→ **Work instructions**: In full and unchanged, set down the entries that follow, with no images.

→ **Material supplied**:

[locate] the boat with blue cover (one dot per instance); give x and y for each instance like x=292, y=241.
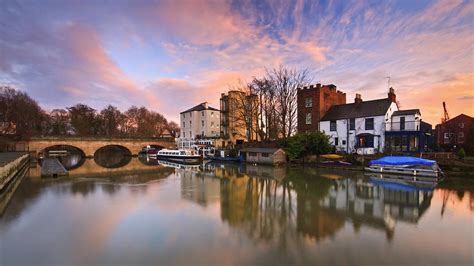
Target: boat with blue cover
x=405, y=165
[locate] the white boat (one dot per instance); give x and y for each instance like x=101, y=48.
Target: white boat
x=180, y=156
x=405, y=165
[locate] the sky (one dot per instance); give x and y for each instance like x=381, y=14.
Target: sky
x=172, y=55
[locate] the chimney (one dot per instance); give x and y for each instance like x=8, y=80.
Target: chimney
x=391, y=95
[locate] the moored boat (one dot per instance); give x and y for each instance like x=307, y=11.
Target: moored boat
x=405, y=165
x=181, y=156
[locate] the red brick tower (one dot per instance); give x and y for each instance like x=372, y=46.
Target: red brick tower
x=313, y=103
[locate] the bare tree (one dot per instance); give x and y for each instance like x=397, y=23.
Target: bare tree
x=286, y=82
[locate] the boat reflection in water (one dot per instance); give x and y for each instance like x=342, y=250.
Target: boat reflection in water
x=152, y=212
x=252, y=196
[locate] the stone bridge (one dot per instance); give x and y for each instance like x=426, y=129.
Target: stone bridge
x=89, y=145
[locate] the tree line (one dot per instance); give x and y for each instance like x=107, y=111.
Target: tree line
x=21, y=116
x=267, y=106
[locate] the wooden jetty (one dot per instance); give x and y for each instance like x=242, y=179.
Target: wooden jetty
x=51, y=167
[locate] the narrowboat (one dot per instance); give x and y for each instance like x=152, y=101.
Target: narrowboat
x=180, y=156
x=405, y=165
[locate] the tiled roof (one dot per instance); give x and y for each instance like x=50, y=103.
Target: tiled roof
x=200, y=107
x=407, y=112
x=354, y=110
x=263, y=150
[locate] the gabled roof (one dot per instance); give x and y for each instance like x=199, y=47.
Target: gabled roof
x=354, y=110
x=200, y=107
x=263, y=150
x=407, y=112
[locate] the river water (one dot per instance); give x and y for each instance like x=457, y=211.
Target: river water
x=143, y=213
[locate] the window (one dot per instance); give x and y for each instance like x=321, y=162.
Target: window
x=352, y=124
x=366, y=141
x=308, y=119
x=402, y=123
x=369, y=124
x=448, y=137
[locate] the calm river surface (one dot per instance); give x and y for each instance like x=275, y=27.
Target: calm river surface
x=142, y=213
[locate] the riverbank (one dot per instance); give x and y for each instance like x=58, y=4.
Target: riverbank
x=13, y=167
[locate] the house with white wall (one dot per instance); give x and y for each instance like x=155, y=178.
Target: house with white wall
x=199, y=126
x=359, y=127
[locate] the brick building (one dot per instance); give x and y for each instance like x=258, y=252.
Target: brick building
x=313, y=103
x=455, y=131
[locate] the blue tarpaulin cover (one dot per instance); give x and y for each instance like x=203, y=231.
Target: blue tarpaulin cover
x=402, y=160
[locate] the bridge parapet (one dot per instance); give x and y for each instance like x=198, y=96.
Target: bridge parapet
x=89, y=145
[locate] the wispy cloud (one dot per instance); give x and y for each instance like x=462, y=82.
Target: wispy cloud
x=147, y=53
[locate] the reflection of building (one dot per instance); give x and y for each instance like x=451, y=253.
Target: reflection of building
x=375, y=205
x=313, y=102
x=198, y=189
x=238, y=117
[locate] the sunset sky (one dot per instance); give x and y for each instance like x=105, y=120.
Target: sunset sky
x=172, y=55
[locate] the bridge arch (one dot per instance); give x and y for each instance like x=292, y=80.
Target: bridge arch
x=71, y=157
x=89, y=145
x=112, y=156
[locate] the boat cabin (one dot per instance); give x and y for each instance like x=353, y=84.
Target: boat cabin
x=264, y=155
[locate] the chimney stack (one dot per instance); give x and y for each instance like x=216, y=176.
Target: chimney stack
x=391, y=95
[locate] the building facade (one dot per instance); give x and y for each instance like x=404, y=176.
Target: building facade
x=406, y=132
x=200, y=122
x=238, y=118
x=313, y=103
x=368, y=127
x=455, y=131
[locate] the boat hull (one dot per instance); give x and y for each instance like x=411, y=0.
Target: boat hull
x=403, y=171
x=179, y=159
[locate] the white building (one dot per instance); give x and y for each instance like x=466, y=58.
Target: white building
x=359, y=126
x=199, y=125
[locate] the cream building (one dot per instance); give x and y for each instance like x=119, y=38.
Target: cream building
x=200, y=122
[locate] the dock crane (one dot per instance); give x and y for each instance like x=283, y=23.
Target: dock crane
x=446, y=115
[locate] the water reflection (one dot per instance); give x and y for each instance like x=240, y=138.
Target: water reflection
x=112, y=156
x=234, y=214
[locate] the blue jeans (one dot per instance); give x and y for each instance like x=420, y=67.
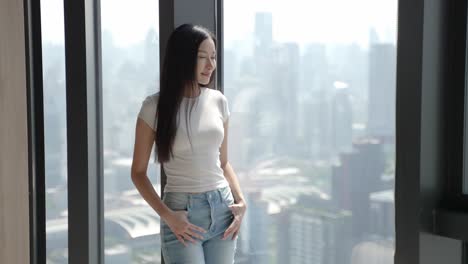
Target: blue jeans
x=210, y=211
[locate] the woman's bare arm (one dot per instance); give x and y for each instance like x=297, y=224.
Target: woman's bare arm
x=144, y=140
x=229, y=173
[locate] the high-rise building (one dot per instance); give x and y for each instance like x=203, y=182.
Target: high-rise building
x=382, y=87
x=355, y=178
x=315, y=232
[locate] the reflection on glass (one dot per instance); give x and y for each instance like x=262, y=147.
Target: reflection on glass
x=130, y=72
x=55, y=131
x=312, y=94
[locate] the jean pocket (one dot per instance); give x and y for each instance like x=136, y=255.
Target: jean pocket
x=176, y=201
x=226, y=196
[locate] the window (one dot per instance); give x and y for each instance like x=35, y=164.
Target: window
x=311, y=89
x=130, y=72
x=55, y=134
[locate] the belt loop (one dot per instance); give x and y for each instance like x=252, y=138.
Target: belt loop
x=189, y=206
x=220, y=194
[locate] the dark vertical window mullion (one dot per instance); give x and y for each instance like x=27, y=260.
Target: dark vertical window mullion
x=219, y=22
x=84, y=133
x=35, y=104
x=166, y=25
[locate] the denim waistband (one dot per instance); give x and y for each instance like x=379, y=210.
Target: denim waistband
x=216, y=195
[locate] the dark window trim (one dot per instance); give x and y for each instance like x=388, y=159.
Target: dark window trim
x=35, y=110
x=456, y=67
x=84, y=131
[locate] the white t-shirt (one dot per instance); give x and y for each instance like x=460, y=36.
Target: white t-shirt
x=198, y=170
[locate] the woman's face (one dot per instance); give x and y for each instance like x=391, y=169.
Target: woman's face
x=206, y=61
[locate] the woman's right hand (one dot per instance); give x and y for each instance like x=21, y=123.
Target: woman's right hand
x=182, y=228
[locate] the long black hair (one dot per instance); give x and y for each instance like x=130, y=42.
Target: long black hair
x=178, y=73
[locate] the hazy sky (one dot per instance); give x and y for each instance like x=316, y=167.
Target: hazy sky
x=301, y=21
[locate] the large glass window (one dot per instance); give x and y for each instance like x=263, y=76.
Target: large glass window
x=130, y=72
x=55, y=131
x=311, y=87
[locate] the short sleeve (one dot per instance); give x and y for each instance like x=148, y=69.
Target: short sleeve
x=226, y=112
x=148, y=111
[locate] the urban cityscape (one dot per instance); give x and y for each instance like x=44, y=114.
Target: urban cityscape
x=311, y=138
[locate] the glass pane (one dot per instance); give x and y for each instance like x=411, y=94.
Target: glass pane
x=130, y=67
x=55, y=131
x=311, y=89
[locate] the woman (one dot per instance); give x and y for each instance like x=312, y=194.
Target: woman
x=203, y=206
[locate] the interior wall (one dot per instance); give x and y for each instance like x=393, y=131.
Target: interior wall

→ **Completed task**:
[locate] the boat with blue cover (one dot per instance); give x and y for each instance like x=292, y=241.
Target: boat with blue cover
x=405, y=165
[locate] the white boat (one dot per instance); give x and y for each instance like x=101, y=48.
Target: white boat
x=180, y=156
x=405, y=165
[locate] the sky (one dot per instance); give x and y for each instance like x=381, y=14.
Target: sky
x=172, y=55
[locate] the chimney (one dot per instance); give x and y for each instance like x=8, y=80.
Target: chimney
x=391, y=95
[locate] the moored boat (one dot per instance); give x and y for each instance like x=307, y=11.
Target: moored boat
x=405, y=165
x=181, y=156
[locate] the red brick tower (one dot per instance); give x and y for each instance like x=372, y=46.
Target: red brick tower
x=313, y=103
[locate] the bare tree (one dot per instance); give x and y for each instance like x=397, y=23.
Target: bare tree
x=286, y=82
[locate] the boat reflection in water (one dot per instance); give x and y for each instance like x=342, y=250.
Target: boat reflection in water
x=152, y=212
x=252, y=196
[locate] the stone bridge (one dot per instance); give x and y for each instance like x=426, y=129.
Target: stone bridge
x=89, y=145
[locate] the tree line (one dot per instance); give x and y for each instance like x=107, y=111.
Target: tree line
x=21, y=116
x=267, y=106
[locate] the wooden jetty (one dot per instance); give x and y for each instance like x=242, y=179.
Target: wooden jetty
x=51, y=167
[locate] the narrowboat (one dot per instance); give x and y for each instance like x=152, y=101.
Target: narrowboat
x=180, y=156
x=405, y=165
[locate] the tiled roof (one dot per instance); give x and y for each instance like x=50, y=103.
Target: tiled roof
x=200, y=107
x=407, y=112
x=354, y=110
x=263, y=150
[locate] the gabled roof (one dot per instance); give x and y for each instance like x=199, y=47.
Target: gabled roof
x=354, y=110
x=200, y=107
x=263, y=150
x=407, y=112
[locate] the river water (one dot per instance); give x and y for each instance like x=457, y=211.
Target: river water
x=143, y=213
[locate] the window (one dot per instance); give x and y for each instance like x=321, y=162.
Target: window
x=352, y=124
x=366, y=141
x=308, y=119
x=402, y=123
x=369, y=124
x=448, y=137
[locate] the calm river surface (one dot per instance); give x and y for each instance like x=275, y=27.
Target: calm river surface
x=142, y=213
[locate] the riverbank (one dot per instance); give x and y for each instance like x=58, y=4.
Target: riverbank
x=13, y=167
[locate] the house with white wall (one dot per instance); give x and y for each instance like x=155, y=178.
Target: house with white wall
x=199, y=126
x=359, y=127
[locate] the brick building (one dot per instance); give x and y for each instance like x=258, y=252.
Target: brick building
x=313, y=103
x=455, y=131
[locate] the blue tarpaulin cover (one dot per instance); give x and y for each instance like x=203, y=231.
Target: blue tarpaulin cover
x=402, y=160
[locate] the bridge parapet (one dot per instance); give x and y for each instance like x=198, y=96.
Target: bridge parapet
x=89, y=145
[locate] the wispy cloud (one dot per instance); give x and y for each instance like x=462, y=82.
Target: wispy cloud
x=147, y=53
[locate] the reflection of building (one dot per instance); give x and y for each instance like x=451, y=253.
Target: reflection of building
x=375, y=205
x=313, y=102
x=198, y=189
x=238, y=117
[locate] the sunset sky (one dot per instance); give x and y for each instance like x=105, y=120.
Target: sunset sky
x=172, y=55
[locate] the bridge arch (one dot per instance); give x and y for each instance like x=292, y=80.
Target: bridge arch
x=71, y=157
x=89, y=145
x=112, y=156
[locate] the boat cabin (one dot per instance); give x and y for each instance like x=353, y=84.
Target: boat cabin
x=264, y=155
[locate] the chimney stack (one dot per instance); give x and y for each instance like x=216, y=176.
Target: chimney stack
x=391, y=95
[locate] the building facade (one dot per instance); give x and y for each instance like x=404, y=176.
Target: building facade
x=406, y=132
x=200, y=122
x=238, y=118
x=313, y=103
x=368, y=127
x=455, y=131
[locate] the boat hull (one dot per instance); give x and y for each instance like x=411, y=0.
Target: boat hull
x=403, y=171
x=179, y=159
[locate] the white building (one dot per instance); give x and y for each instance like x=466, y=58.
Target: white building
x=359, y=126
x=199, y=125
[locate] the cream building (one dot per instance); give x and y for each instance like x=119, y=38.
Target: cream building
x=200, y=122
[locate] the dock crane (one dot per instance); give x and y for each instance like x=283, y=23.
Target: dock crane
x=446, y=115
[locate] the water reflection (one dot per instance); give x and y for each instance like x=240, y=138.
Target: water reflection
x=112, y=156
x=234, y=214
[locate] the blue jeans (one dot per instance); give x and y for each instance like x=420, y=67.
Target: blue jeans
x=210, y=211
[locate] the woman's bare arm (one dot per instance); give x and y for each instance like x=297, y=224.
Target: woman's bare arm
x=144, y=140
x=229, y=173
[locate] the high-rise building (one dot per instance); give x and y for each instance like x=203, y=182.
Target: high-rise building
x=382, y=87
x=355, y=178
x=315, y=232
[locate] the reflection on glass (one dot per instance); give x and y for each instance like x=262, y=147.
Target: reflection on glass
x=130, y=72
x=55, y=131
x=312, y=94
[locate] the jean pocket (one dot per instance); give x and y for each instance like x=136, y=255.
Target: jean pocket
x=176, y=201
x=226, y=196
[locate] the window (one dot per instance); give x and y for each instance like x=35, y=164.
Target: window
x=311, y=89
x=130, y=72
x=55, y=134
[locate] the belt loop (one dot per instance); give x and y for each instance like x=252, y=138.
Target: belt loop
x=189, y=206
x=220, y=194
[locate] the dark vertical window mullion (one dot per instance); give x and y for each instance like x=27, y=260.
Target: dark vertical window mullion
x=219, y=22
x=84, y=133
x=35, y=104
x=166, y=25
[locate] the denim waistband (one dot per instance); give x and y for each instance like x=379, y=210.
Target: denim waistband
x=216, y=195
[locate] the dark window trim (one dot per instance); give x and y for each instance like x=388, y=159.
Target: dark window trim
x=35, y=110
x=456, y=67
x=84, y=131
[locate] the white t-shirt (one dot per instance); give x and y for each instance like x=460, y=36.
Target: white t-shirt
x=198, y=170
[locate] the woman's face (one dot per instance); give x and y for each instance like x=391, y=169.
Target: woman's face
x=206, y=61
[locate] the woman's right hand (one dot per instance); give x and y for each instance like x=21, y=123.
Target: woman's right hand
x=182, y=228
[locate] the long black hair (one dot per instance); give x and y for each instance like x=130, y=42.
Target: long black hair
x=178, y=73
[locate] the hazy sky (one dot per instance); give x and y for each instance like x=316, y=167.
Target: hazy sky
x=301, y=21
[locate] the large glass window (one dot per instance); give x and y for each instance like x=263, y=76.
Target: large glass window
x=130, y=72
x=55, y=131
x=311, y=87
[locate] the short sleeve (one dot per instance); give x and y for each instance like x=148, y=69.
Target: short sleeve
x=226, y=112
x=148, y=111
[locate] the urban cityscape (one dot per instance); give x and y for each instance like x=44, y=114.
Target: urban cityscape
x=311, y=138
[locate] the glass pane (one dot per instance); give x and y for each instance like x=411, y=94.
Target: glass pane
x=130, y=67
x=55, y=131
x=311, y=89
[locate] the woman (one dot per instance); give x and y for each instance like x=312, y=194.
Target: woman
x=203, y=206
[locate] the interior wall (one dot per instance); give x and y for each instance like x=393, y=131.
Target: interior wall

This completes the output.